## BEGIN Entries shown
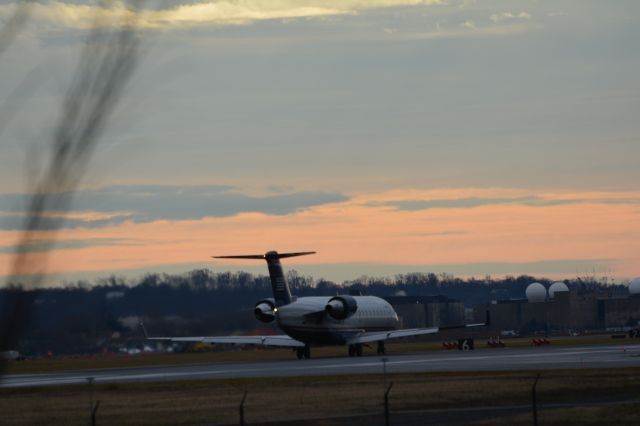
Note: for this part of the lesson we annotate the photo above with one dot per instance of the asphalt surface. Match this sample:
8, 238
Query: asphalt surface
499, 359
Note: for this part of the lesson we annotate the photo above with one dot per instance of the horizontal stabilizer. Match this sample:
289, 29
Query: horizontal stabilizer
249, 256
264, 256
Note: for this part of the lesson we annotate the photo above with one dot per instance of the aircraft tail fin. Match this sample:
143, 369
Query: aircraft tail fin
281, 291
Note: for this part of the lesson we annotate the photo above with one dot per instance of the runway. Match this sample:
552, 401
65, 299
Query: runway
534, 358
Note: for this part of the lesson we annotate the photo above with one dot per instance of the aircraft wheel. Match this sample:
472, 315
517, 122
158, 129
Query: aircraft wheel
352, 350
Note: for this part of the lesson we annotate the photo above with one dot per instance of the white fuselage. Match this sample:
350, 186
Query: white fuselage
372, 314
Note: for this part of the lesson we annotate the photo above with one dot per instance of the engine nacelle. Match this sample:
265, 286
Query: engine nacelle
265, 310
341, 307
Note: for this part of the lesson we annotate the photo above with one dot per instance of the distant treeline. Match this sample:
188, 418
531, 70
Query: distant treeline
89, 316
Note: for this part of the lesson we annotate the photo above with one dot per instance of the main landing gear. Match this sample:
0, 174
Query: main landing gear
304, 352
355, 350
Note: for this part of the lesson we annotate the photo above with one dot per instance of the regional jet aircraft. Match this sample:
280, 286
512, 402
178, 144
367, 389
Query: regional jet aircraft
353, 321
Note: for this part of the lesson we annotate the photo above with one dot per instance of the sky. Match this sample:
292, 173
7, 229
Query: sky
390, 136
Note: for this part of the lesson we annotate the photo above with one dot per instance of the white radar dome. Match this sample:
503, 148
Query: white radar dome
536, 293
556, 287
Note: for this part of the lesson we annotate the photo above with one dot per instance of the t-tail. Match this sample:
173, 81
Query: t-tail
281, 291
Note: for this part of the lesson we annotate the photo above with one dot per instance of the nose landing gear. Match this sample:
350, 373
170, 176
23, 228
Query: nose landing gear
355, 350
304, 352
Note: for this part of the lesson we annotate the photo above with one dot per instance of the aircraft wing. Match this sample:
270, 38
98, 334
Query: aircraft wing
280, 340
377, 336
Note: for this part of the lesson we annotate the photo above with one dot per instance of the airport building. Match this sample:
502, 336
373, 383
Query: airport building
427, 311
561, 309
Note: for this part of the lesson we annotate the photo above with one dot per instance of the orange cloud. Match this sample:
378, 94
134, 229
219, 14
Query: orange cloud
559, 226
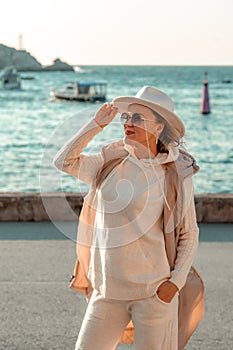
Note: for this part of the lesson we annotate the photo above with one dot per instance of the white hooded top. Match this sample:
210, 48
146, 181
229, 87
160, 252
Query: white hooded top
128, 257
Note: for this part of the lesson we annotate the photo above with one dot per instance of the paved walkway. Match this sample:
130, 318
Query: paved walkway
39, 312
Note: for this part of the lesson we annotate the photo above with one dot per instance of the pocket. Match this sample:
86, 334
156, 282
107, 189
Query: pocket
160, 300
97, 306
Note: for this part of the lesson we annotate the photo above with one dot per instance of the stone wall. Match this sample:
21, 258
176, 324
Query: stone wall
58, 206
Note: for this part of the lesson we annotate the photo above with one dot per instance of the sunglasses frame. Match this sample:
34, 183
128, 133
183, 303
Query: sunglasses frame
130, 116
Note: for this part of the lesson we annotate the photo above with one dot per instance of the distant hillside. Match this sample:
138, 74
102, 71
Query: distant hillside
24, 61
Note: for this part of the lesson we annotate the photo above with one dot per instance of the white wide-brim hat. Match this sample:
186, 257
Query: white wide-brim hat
155, 99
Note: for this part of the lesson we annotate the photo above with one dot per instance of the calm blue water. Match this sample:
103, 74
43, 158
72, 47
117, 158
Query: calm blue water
33, 127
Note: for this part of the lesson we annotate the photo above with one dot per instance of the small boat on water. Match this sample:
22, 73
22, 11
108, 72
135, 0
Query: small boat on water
10, 79
82, 91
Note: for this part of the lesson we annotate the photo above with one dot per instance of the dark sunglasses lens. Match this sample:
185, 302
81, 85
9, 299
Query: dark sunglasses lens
124, 118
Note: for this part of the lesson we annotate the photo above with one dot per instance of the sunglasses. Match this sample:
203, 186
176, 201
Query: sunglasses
136, 118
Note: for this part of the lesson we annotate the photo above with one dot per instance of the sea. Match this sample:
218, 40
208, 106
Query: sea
34, 126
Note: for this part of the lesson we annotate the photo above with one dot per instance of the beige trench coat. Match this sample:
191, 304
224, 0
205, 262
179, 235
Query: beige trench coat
191, 296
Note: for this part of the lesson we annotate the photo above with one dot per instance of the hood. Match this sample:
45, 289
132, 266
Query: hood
161, 158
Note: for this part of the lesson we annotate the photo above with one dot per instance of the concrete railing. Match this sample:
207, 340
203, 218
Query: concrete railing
58, 206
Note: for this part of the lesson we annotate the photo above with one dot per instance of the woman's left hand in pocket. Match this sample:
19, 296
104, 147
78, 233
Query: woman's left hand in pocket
166, 291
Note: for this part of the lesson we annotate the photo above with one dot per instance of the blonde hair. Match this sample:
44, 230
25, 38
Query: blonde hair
168, 135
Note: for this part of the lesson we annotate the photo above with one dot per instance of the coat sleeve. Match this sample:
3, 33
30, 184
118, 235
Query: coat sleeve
188, 239
71, 160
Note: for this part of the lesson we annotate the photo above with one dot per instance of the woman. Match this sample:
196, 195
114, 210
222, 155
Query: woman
121, 240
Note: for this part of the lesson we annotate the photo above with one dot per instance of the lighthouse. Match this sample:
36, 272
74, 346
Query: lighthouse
205, 104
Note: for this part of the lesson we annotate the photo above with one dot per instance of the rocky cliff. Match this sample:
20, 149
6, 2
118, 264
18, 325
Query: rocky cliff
24, 61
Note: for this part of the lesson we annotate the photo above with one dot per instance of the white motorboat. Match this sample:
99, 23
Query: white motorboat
10, 79
82, 91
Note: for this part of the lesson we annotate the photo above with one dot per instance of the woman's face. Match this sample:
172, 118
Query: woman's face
145, 131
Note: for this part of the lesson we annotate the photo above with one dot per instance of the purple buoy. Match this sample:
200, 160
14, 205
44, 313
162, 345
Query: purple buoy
205, 104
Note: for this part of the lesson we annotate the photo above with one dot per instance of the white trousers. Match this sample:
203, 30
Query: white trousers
155, 323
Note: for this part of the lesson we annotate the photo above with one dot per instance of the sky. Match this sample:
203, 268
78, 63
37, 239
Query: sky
124, 32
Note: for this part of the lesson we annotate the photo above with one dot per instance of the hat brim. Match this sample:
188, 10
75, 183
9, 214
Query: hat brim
122, 103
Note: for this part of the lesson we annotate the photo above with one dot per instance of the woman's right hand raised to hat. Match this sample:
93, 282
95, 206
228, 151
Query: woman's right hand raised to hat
105, 114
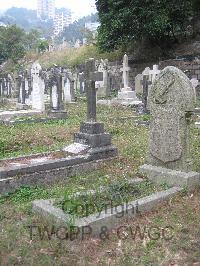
## END Entries shown
Do this:
Print every one of the records above line for line, without changing a word. Leave the pictures out.

Answer to this task:
Note: for this part of the lesson we annotate the photo above with one dot per instance of the asphalt surface. Match this sample:
8, 238
Query: asphalt surface
499, 359
Note: for this part of the lesson we annotate the photo above with one dot per instance of the horizontal stabilizer. Match this sample:
289, 29
Query: horizontal stabilizer
249, 256
264, 256
Note: for this part of the lesson we annotate the photo above with one dot per instance of the aircraft tail fin. Match this sample:
143, 369
Query: aircraft tail fin
281, 291
Note: for this part of the lesson we annotate the photo above with one dot per instance of the runway. Match this sample:
552, 401
65, 299
Query: runway
534, 358
Note: for this part of the lesson we annotate the photo above with one dot per instance of the aircraft wheel. Match this sample:
472, 315
517, 122
158, 129
Query: aircraft wheel
352, 350
Note: for this part of the lesson we annotate the photo above with one dot per instance of the white fuselage. Match this sample:
350, 186
Query: white fuselage
372, 314
Note: for this part of the lesson we annotate the photo above with one dot per instance of the engine nacelle. Match this sample:
265, 286
Query: engine nacelle
265, 310
341, 307
Note: for this part of the lesson we annotate the photo above with one dot per instance of the distant treeline. Match this sample:
188, 418
531, 70
Query: distant treeline
89, 316
Note: for this part of the lesson we annotate the photo above with one dot per instance of the main landing gear. Match this sample:
0, 174
Query: main landing gear
304, 352
355, 350
Note: for this part of the lesson we annotate the photo above with one dot per instance of the regional jet aircraft. Match this sample:
280, 286
512, 402
178, 144
367, 389
Query: regional jet aircraft
353, 321
Note: for this part of the lesson we annotate the photo above with one dot per instance of the sky. Match this sample:
292, 173
7, 229
Query: sky
390, 136
Note: for this part of the lesson we annotate the photo above with one dot per instance of the white radar dome. Match this sample:
503, 148
Query: white radar dome
536, 293
556, 287
Note: for this part of the lesson we annotate the photo above with one dot per instance of the t-tail. Match this sample:
173, 81
Query: t-tail
281, 291
Note: for this part of the lesson we annotate the photo above with one dot per instance of the nose landing gear. Match this sample:
350, 373
170, 176
23, 228
Query: nose landing gear
355, 350
304, 352
Note: for this part of the lesson we annotate the photo above with one dot per instance of the aircraft wing. Match this sample:
270, 38
98, 334
Query: aircraft wing
280, 340
377, 336
Note: for this part of the lesson we annotate the photo above with one dot per instance of the airport building. Match this sample:
502, 336
373, 383
Query: airport building
427, 311
561, 309
Note: for this part of the lesson we annotate the photo above with one dot per instance of the orange cloud. Match this sample:
378, 94
134, 229
219, 14
Query: orange cloud
559, 226
Note: for this part of the lesson we annotate the photo above with one dot per instance of the white hooded top. Match this sample:
210, 48
146, 181
229, 87
160, 252
Query: white hooded top
128, 257
Note: for this part of the lesson we annotate the photo above with one dot per instance of the paved walkway. Match this sample:
130, 318
Query: paved walkway
39, 312
Note: for this part of the lesson we annotate the photo above with one dot per instance of the pocket. Match this sample:
86, 334
156, 282
107, 189
Query: pocket
160, 300
97, 306
Note: for this part of the lesson we annotate the photo above with one dot per instance of the stone wall. Match this sample:
21, 258
176, 324
Query: stone wall
58, 206
Note: for this part of the lesson we annotate the photo above with one dot per instance of the sunglasses frame. Match this sample:
34, 183
128, 133
183, 303
Query: sunglasses frame
130, 116
Note: for this part of the lesson we annotate the photo above with one dot per instance of the distant hillside. Match this sample:
138, 74
102, 71
Query: distant hillside
24, 61
Note: for this part of the lesson we annotate the photo above with one dot per instance of the white wide-brim hat. Match this sample:
186, 257
Query: white wide-brim hat
155, 99
Note: for this part of the lesson we annotate the photo above with one dot per instance of the calm blue water. Match this sample:
103, 74
43, 158
72, 47
117, 158
Query: calm blue water
33, 127
Note: for this part of the lesson we annotate the photo above with one dot per instance of the small boat on water. Match this sample:
22, 73
22, 11
108, 72
135, 0
Query: small boat on water
10, 79
82, 91
Note: for this part of the lesson we annotate the photo above with one dot per instance of the dark sunglasses lens. Match this sample:
185, 302
81, 85
9, 299
Query: dark sunglasses lens
124, 118
Note: for this part of the lesson we annotate the photo above with one dot per instance of the sunglasses. Match this sample:
203, 186
176, 201
Query: sunglasses
136, 118
Note: for this part of the lesson we annotate the photo above with one dot per instance of the sea. Match this sample:
218, 40
208, 106
Query: sea
34, 126
Note: for this part of the lesson we annotate the photo above with one dot per instance of the beige trench coat. Match this sample:
191, 304
224, 0
205, 262
179, 235
Query: beige trench coat
191, 296
Note: for this part of the lesson we annotate the photo above with one dot per instance of the hood. Match this sample:
45, 289
132, 266
Query: hood
161, 158
Note: for this part of the lesson we annotate the photo above with one dot per instance of the concrete railing. Match this sample:
207, 340
203, 218
Query: concrete railing
58, 206
Note: for this part of the lesson we annotate the photo above with one dot per instance of the woman's left hand in pocket. Match this sample:
19, 296
104, 147
78, 233
Query: woman's left hand in pocket
166, 291
Note: for this part of the lesson we annotate the photo above with one dot per instance of the blonde hair. Match this sample:
44, 230
25, 38
Query: blonde hair
168, 135
Note: for this part of the lesson we annotate the photo above with one dot per instance of the coat sleeve. Match this sample:
3, 33
30, 184
118, 235
Query: coat sleeve
188, 239
71, 160
Note: for this part of the lesson we annotate the photo above with one dot per instance of the woman. Match this sample:
196, 195
114, 210
222, 155
Query: woman
121, 240
Note: for this part of the lesson we annotate the photo above with one dot per instance of the lighthouse. Match this sample:
36, 272
74, 346
Query: lighthouse
205, 104
Note: for this part of the lesson we annotate the photo above with one dot per instance of the rocky cliff. Match this sample:
20, 149
6, 2
118, 264
18, 325
Query: rocky cliff
24, 61
Note: for this part of the lesson we annotate the photo above with one dot per instance of the white motorboat. Match this sample:
99, 23
Query: white motorboat
10, 79
82, 91
Note: for this part of the lesson we annotate the photo above with one dot per instance of the woman's face. Match this sample:
172, 118
Query: woman's face
145, 131
Note: for this part of the lesson we annotate the photo above with one dot per instance of the purple buoy. Match this sample:
200, 160
14, 205
44, 313
162, 345
Query: purple buoy
205, 104
Note: for this part of the lesson we annotate the photo above with one dot per instance of the white trousers. Match this sample:
203, 30
Query: white trousers
155, 323
Note: for this part of the lesson we annotate the photo above with one dot per instance of the sky. Match this sample:
203, 268
78, 63
37, 239
Query: sky
124, 32
Note: for this part of the lesson we annotate the photo above with one dot per instance of the hat brim. Match this sample:
188, 10
75, 183
9, 214
Query: hat brim
122, 103
Note: for this part of the lesson we annotate the photo above with one dot per instance of the woman's right hand raised to hat. Match this sample:
93, 282
95, 206
228, 151
Query: woman's right hand raised to hat
105, 114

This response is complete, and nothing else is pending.